■ Required work: In the post criticizing the "Lord of the Rings" trilogy, reproduce the passage from "Oct 30, 2008" to "I hated most." word for word.

■ Document extract:

Oct 30, 2008 16:32
This past month has involved daily commuting for much of it, and I'd finally given in and started reading the "Lord of the Rings" trilogy more or less just before I started having to spend 2 and a half hours on a train every day. It served its purpose by lasting the entire month, but not in terms of entertainment. So I'm going to rip into the bits I hated most.
By the way, this is not an anti-fantasy literature bias rearing its head. I admit I don't tend to enjoy fantasy books, but I liked "The Hobbit", and considering that was full of midgets, wizards and dragons I can't say I wasn't prepared to see a few more in the sequels. So I'm going to stay away from the more fantasy elements in my criticism and focus on the plot and characterisation.
The most annoying thing, what made turning each page a chore, was the pace of the damn thing. Every little incident has to be explored in unbelievable detail until my eyes weren't actually taking in the meaning, just passing over words and then picking up at another point, wondering how everyone's in Moria already. That cannot be ascribed to the fact that it's an old book. I've read Austen and Dickens, and actually got into the plots, especially with the latter. Old Charles knows what suspense is, and uses it to good effect. Equally, while nothing really happens in Austen, every tiny social act is given such significance that your judgement adjusts to compensate. So when Harriet gets snubbed by Mr. Elton at a dance the reader can react with as much shock as the characters, because that has been signposted already as an important part of the plot.
But in the "Lord of the Rings" it's just that nothing really happens. I think I'm right in saying that from the point of leaving the Shire to getting to Butterbur's inn, there is about one real moment of danger, and that's only to the support characters. Oh yes, the Black Riders are around, but they're pretty dumb for all their sense of smell and immortality if Frodo can outfox them by staying out of sight. And when there is real trouble, a good old deus ex machina turns up and makes everything alright. I'm talking about when Merry and Pippin get almost eaten by the willow. Which is another point. If the trees hate living things so, how did the party survive even that long without losing at least a limb or two? They seemed pretty effective later when up against the orcs. But now I'm coming to another silly thing about the trilogy. While constantly in terrible danger, only one of the primary "good" characters dies. Two, if you count Theoden. But he's old, and Eomer was itching to take his place. It was so foreshadowed that it was very easy to miss that it hadn't happened already. And only after Boromir loses all pretence and attacks Frodo for the ring does he mark himself for death. Nobody dies who would be missed, even if some of the characters pretend they were important afterwards. And this renders all the talk of terrible danger and insurmoutable fear laughable. Which is stupid storytelling. There were enough support characters knock off and make the whole thing less complicated and still have the happy ending with the being led through the kingdom in triumph and all that. But Tolkein the gutless has near enough everyone survive. Just saying something dangerous is not enough, Tolky.
Something else that removes the sense of danger is the sense that every few miles is a safe haven where the characters will meet friends who let them stay for a couple of days, fill their bellies, heal their wounds, and load them up with provisions and enough magical trinkets to set up a suspicious supermarket that wasn't there yesterday, which would probably be large enough to trick a thousand hapless main characters into storylines. When Frodo and Sam finally made it into Mordor I was expecting them to come across a cottage housed by a benevolent white witch with a charter broomstick business right to the slopes of Mount Doom. Although women are only allowed in Tolkein's world on sufferance. Say little and look pretty or you'll spend the next couple of weeks sitting in hospital slowly falling for a future husband.

■ Information supplied:
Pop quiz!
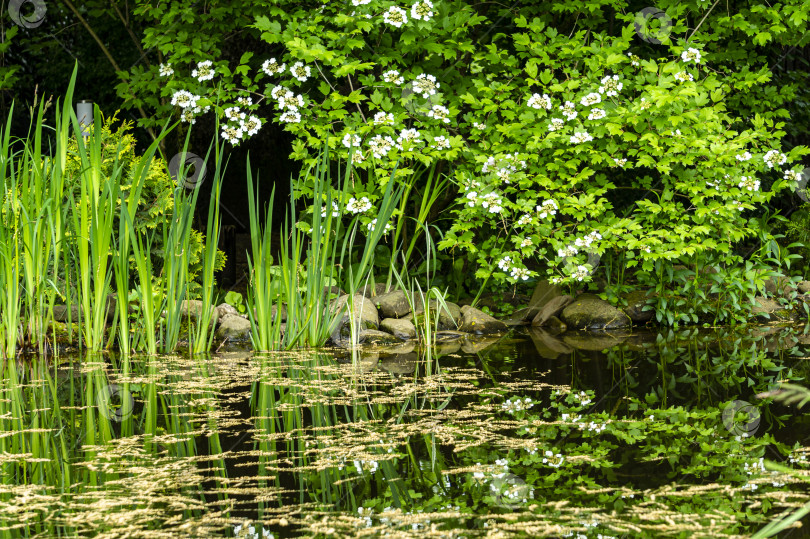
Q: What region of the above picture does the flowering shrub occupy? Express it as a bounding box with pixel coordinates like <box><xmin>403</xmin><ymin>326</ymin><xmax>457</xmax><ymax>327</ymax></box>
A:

■ Solution for this task:
Oct 30, 2008 16:32
This past month has involved daily commuting for much of it, and I'd finally given in and started reading the "Lord of the Rings" trilogy more or less just before I started having to spend 2 and a half hours on a train every day. It served its purpose by lasting the entire month, but not in terms of entertainment. So I'm going to rip into the bits I hated most.